### 課題 1
レコードの冒頭の行から「Point out the weathered」を含む行まで、両端の行も含めて一字一句変えずに書き写してください。画像は答えに含めないでください。

### 提供テキスト

- (2)厚生労働省雇用均等・児童家庭局の発足等
- 2000年4月1日、労働省の地方支分部局であった都道府県労働基準局、都道府県女性少年室及び都道府県職業安定主務課を統合した都道府県労働局が発足し、従来の女性少年室は都道府県労働局雇用均等室として引き続き雇用均等行政を行うこととなった。これにより、労働基準行政、職業安定行政など他の行政にまたがる分野横断的な施策を効果的に実施できるようになり、総合的かつ効果的な労働行政を展開しているところである。
- 2001年1月6日、中央省庁再編に伴い、労働省女性局と厚生省児童家庭局が統合され、厚生労働省雇用均等・児童家庭局が発足した。両局の統合により、「働く親」と「児童」の双方の視点から、仕事と家庭の両立支援策や保育サービス等の子育て支援策を充実する等、総合的かつ一体的な施策を推進しているところである。
- 2. 自国の政治的、社会的、経済的及び文化的活動に女性が男性と平等に参加することに対し残っている障害を克服するためにとられた措置
- (1)男女共同参画社会基本法の公布・施行
- 日本国憲法には個人の尊重、男女平等の理念がうたわれており、男女平等に向けた法的取組等は、国際的な動きとも連動しつつ進められてきたが、なお男女共同参画を総合的に推進する枠組みの必要性が指摘されており、1996年12月に策定された国内行動計画「男女共同参画2000年プラン」において総合的な推進体制の整備として男女共同参画社会の実現を促進するための基本的な法律について検討を進めることが盛り込まれた。これを受けて男女共同参画審議会は、1998年11月、「男女共同参画社会基本法」の必要性や基本理念、内容等を明らかにし、基本法の制定を提言した「男女共同参画社会基本法について」を答申した。政府は、この答申を踏まえて男女共同参画社会基本法案を作成し、1999年6月、同法が公布・施行されるに至った。
- 「男女共同参画社会基本法」では、男女共同参画社会の形成に関する基本理念として、(A)男女の人権の尊重、(B)社会における制度又は慣行についての配慮、(C)政策等の立案及び決定への共同参画、(D)家庭生活における活動と他の活動の両立、(E)国際的協調を掲げており、これらの基本理念を受け、国、地方公共団体及び国民が男女共同参画社会の形成の上で果たすべき役割について責務として定めている。また男女共同参画社会の形成の促進に関する基本的な施策として、国に対しては男女共同参画社会の形成の総合的かつ計画的な推進のための中心的な仕組みである「男女共同参画基本計画」の策定、都道府県に対しては国の基本計画を勘案した計画の策定を義務付けている。さらに、施策の策定等に当たって男女共同参画社会の形成に配慮することや、政府の実施する施策についての苦情の処理、地方公共団体及び民間の団体に対する支援などを規定している。

######
### 提供データ

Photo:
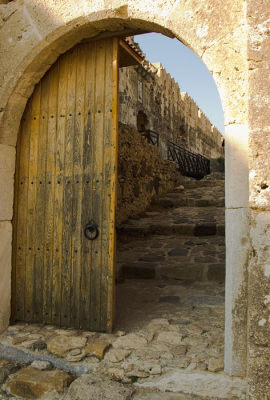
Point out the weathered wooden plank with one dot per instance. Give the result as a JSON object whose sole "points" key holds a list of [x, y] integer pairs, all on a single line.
{"points": [[78, 175], [40, 203], [14, 228], [88, 166], [59, 191], [67, 290], [18, 253], [31, 215], [22, 201], [107, 172], [73, 138], [49, 195], [98, 137], [110, 171]]}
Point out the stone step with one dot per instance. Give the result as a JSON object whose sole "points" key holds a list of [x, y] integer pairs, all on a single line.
{"points": [[197, 385], [162, 257], [197, 221], [173, 200], [167, 228], [183, 271], [189, 184]]}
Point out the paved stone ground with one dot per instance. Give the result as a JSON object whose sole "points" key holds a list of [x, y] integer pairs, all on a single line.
{"points": [[170, 313], [181, 236]]}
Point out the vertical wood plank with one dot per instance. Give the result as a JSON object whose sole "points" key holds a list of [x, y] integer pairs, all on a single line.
{"points": [[40, 203], [107, 164], [16, 245], [22, 201], [98, 135], [59, 191], [88, 165], [111, 183], [78, 176], [69, 142], [67, 289], [31, 214], [49, 196]]}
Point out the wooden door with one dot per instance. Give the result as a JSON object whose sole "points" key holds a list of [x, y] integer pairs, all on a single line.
{"points": [[66, 177]]}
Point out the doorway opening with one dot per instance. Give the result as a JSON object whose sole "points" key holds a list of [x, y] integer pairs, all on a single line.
{"points": [[174, 293], [170, 219]]}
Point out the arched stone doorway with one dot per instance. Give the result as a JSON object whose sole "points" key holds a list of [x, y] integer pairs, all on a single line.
{"points": [[59, 27]]}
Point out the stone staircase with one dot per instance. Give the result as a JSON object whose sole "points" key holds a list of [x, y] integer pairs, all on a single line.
{"points": [[181, 235]]}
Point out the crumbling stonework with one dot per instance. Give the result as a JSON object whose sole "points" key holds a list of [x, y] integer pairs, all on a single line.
{"points": [[232, 39], [150, 90], [142, 173]]}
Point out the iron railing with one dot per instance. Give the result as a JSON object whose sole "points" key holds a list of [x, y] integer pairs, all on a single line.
{"points": [[189, 164], [152, 137]]}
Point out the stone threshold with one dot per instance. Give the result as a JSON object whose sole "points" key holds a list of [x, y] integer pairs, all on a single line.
{"points": [[12, 353], [205, 385]]}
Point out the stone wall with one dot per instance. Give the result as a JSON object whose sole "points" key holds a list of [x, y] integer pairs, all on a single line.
{"points": [[150, 90], [259, 189], [142, 173], [34, 34]]}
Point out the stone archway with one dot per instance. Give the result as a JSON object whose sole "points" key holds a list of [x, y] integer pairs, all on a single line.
{"points": [[34, 37]]}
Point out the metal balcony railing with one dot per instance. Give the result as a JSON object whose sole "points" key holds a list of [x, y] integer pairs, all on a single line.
{"points": [[152, 137], [189, 163]]}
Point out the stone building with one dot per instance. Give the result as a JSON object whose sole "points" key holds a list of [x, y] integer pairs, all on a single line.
{"points": [[232, 38], [150, 103], [150, 99]]}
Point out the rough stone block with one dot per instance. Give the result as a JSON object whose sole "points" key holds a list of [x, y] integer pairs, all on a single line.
{"points": [[236, 166], [31, 383], [237, 254]]}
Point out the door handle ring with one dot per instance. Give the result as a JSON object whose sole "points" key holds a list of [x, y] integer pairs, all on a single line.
{"points": [[91, 230]]}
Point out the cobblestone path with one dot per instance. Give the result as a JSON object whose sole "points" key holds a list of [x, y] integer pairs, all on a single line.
{"points": [[169, 315]]}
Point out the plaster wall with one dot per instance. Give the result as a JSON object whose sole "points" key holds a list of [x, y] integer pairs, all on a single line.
{"points": [[34, 33]]}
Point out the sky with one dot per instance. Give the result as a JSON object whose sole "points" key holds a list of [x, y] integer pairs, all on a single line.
{"points": [[188, 70]]}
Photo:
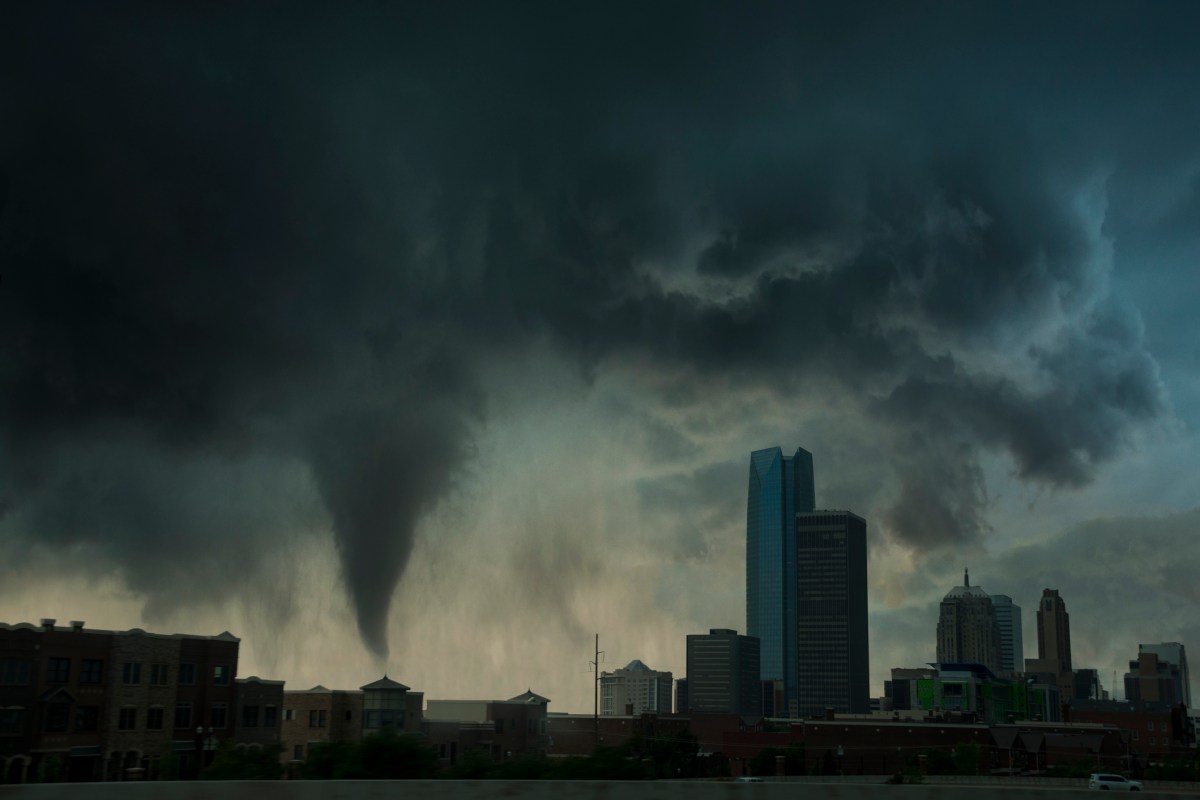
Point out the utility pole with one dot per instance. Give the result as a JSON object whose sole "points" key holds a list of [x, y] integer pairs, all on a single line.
{"points": [[595, 691]]}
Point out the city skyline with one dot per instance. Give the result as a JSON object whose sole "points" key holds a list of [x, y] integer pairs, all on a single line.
{"points": [[411, 341]]}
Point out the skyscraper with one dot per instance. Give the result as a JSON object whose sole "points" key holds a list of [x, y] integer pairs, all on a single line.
{"points": [[967, 629], [1054, 631], [780, 487], [832, 637], [723, 673], [1012, 645], [1054, 643], [1159, 674], [636, 685]]}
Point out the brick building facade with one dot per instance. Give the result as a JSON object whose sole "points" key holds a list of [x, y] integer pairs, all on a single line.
{"points": [[82, 704]]}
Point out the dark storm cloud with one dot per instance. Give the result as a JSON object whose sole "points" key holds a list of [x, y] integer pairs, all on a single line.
{"points": [[231, 233]]}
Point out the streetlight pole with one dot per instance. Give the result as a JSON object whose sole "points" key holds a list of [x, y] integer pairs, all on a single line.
{"points": [[595, 692]]}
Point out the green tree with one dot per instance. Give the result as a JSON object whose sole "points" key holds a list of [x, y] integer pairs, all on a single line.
{"points": [[391, 755], [330, 761], [233, 763]]}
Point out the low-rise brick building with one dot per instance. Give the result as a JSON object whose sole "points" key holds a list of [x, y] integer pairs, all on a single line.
{"points": [[321, 715], [82, 704]]}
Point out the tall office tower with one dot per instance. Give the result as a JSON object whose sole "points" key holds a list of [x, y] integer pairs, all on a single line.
{"points": [[1012, 647], [636, 686], [723, 673], [967, 629], [1054, 643], [1159, 674], [832, 637], [780, 487]]}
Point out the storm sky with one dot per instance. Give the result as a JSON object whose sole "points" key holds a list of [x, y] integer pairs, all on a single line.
{"points": [[433, 338]]}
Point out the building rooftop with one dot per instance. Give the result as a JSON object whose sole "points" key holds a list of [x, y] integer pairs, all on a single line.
{"points": [[966, 589], [384, 683]]}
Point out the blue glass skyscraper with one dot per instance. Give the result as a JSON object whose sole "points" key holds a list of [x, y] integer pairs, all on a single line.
{"points": [[780, 487]]}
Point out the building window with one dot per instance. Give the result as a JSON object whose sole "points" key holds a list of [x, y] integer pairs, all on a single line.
{"points": [[58, 715], [131, 673], [187, 674], [87, 717], [91, 671], [154, 719], [183, 715], [13, 672], [58, 671], [157, 674], [10, 721]]}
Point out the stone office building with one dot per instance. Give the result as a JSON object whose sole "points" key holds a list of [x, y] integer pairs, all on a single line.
{"points": [[321, 715], [83, 704]]}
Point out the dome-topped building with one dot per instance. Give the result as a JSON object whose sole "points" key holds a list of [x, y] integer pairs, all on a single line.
{"points": [[967, 627]]}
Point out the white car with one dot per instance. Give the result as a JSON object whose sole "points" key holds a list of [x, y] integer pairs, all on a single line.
{"points": [[1110, 782]]}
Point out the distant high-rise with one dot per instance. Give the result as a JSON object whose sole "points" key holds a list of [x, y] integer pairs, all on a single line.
{"points": [[780, 487], [832, 635], [636, 686], [967, 629], [1012, 645], [723, 674], [1054, 631], [1159, 674]]}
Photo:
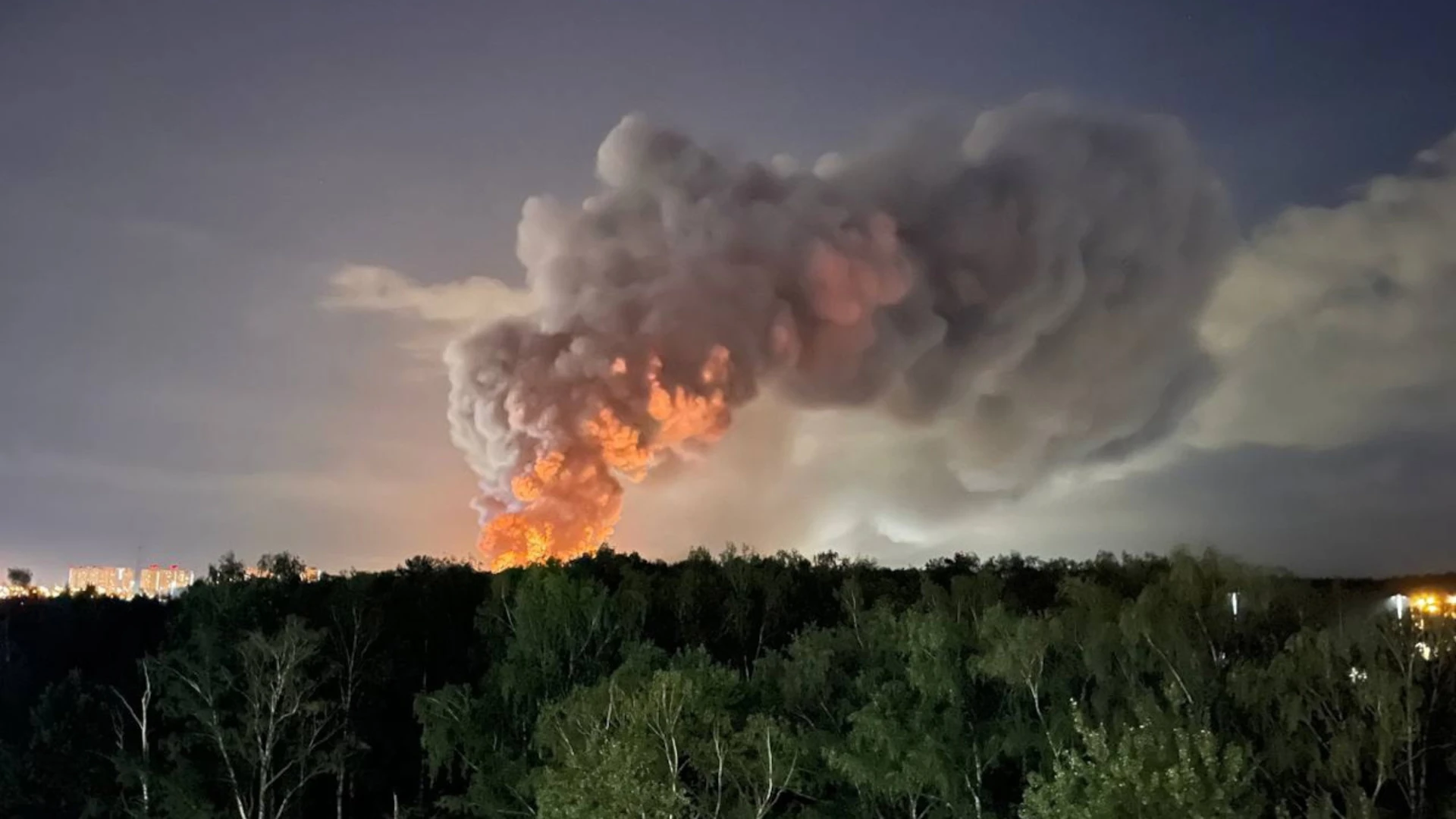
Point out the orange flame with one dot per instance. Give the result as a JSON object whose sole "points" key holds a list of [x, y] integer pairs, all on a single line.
{"points": [[573, 499]]}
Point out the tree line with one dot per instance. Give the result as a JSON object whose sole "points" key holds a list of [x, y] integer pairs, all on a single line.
{"points": [[733, 686]]}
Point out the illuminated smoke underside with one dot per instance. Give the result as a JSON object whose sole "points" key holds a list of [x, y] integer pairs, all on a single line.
{"points": [[1033, 284]]}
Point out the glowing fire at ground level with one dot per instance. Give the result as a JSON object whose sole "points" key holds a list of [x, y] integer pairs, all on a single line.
{"points": [[571, 499]]}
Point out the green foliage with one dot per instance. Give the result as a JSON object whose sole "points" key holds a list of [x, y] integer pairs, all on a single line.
{"points": [[1161, 767], [739, 686]]}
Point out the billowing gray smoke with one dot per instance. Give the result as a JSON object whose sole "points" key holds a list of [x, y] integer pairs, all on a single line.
{"points": [[1031, 286]]}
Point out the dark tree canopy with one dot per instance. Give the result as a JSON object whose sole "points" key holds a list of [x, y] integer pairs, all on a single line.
{"points": [[733, 686]]}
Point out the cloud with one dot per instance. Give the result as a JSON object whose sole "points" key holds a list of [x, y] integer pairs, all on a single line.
{"points": [[433, 314], [1340, 324]]}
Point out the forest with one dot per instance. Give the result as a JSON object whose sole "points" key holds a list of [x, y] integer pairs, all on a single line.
{"points": [[733, 686]]}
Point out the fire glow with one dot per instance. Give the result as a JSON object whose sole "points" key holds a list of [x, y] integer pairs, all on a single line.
{"points": [[573, 499], [1031, 292]]}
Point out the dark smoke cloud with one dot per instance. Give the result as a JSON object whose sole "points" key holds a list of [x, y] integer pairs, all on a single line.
{"points": [[1028, 292]]}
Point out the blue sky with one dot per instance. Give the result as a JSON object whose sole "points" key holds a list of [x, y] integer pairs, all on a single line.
{"points": [[180, 181]]}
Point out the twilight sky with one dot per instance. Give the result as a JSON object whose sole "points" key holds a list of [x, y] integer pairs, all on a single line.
{"points": [[234, 238]]}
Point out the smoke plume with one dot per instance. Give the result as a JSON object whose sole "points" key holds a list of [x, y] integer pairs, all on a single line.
{"points": [[1028, 289]]}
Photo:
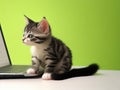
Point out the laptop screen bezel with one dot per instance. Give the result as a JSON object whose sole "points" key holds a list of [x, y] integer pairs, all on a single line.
{"points": [[10, 63]]}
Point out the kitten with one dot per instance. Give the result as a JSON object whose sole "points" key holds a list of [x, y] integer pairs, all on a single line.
{"points": [[50, 53]]}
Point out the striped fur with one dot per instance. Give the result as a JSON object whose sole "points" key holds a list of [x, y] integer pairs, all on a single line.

######

### 課題 2
男女共同参画の施策に関する提供テキストの最後の文の後から、その続きを書き継いでください。

### 課題の解答 1
Photo:
Point out the weathered wooden plank with one dot per instance. Give the result as a JSON object whose sole "points" key holds a list of [x, y] integer pairs, all on a single line.

### 課題の解答 2
- なお、従来男女共同参画審議会について規定していた第3章は、2001年1月の中央省庁等改革の際に男女共同参画審議会を発展的に継承した男女共同参画会議の規定に改正された。
- このように「男女共同参画社会基本法」が制定された意義は大きく、我が国の男女共同参画社会の形成の歴史における新たな一歩となったと言える。
- (2)男女共同参画基本計画の策定
- 政府は、2000年12月、「男女共同参画社会基本法」に基づく初めての計画である「男女共同参画基本計画」を閣議決定した。
- この基本計画の策定に当たっては、1996年12月、男女共同参画推進本部が決定した国内行動計画「男女共同参画2000年プラン」の内容を基礎に、男女共同参画審議会答申「男女共同参画基本計画策定に当たっての基本的な考え方」(2000年9月)及び「女性に対する暴力に関する基本的方策について」(2000年7月)を受け、並びに国連特別総会「女性2000年会議」(2000年6月)での成果も踏まえている。また、本計画の策定過程で国民各層から幅広く意見・要望を聞き、寄せられた意見等を可能な限り反映するよう努力した。
- 本計画では、11の重点目標(※)が掲げられ、それぞれについて2010年までを見通した長期的な施策の方向性と、2005年度末までに実施する具体的な施策が盛り込まれている。
- 政府においては、地方公共団体、国民各層との連携をより一層深めつつ、本計画に掲げた施策を着実に推進し、男女共同参画社会の形成を期するものである。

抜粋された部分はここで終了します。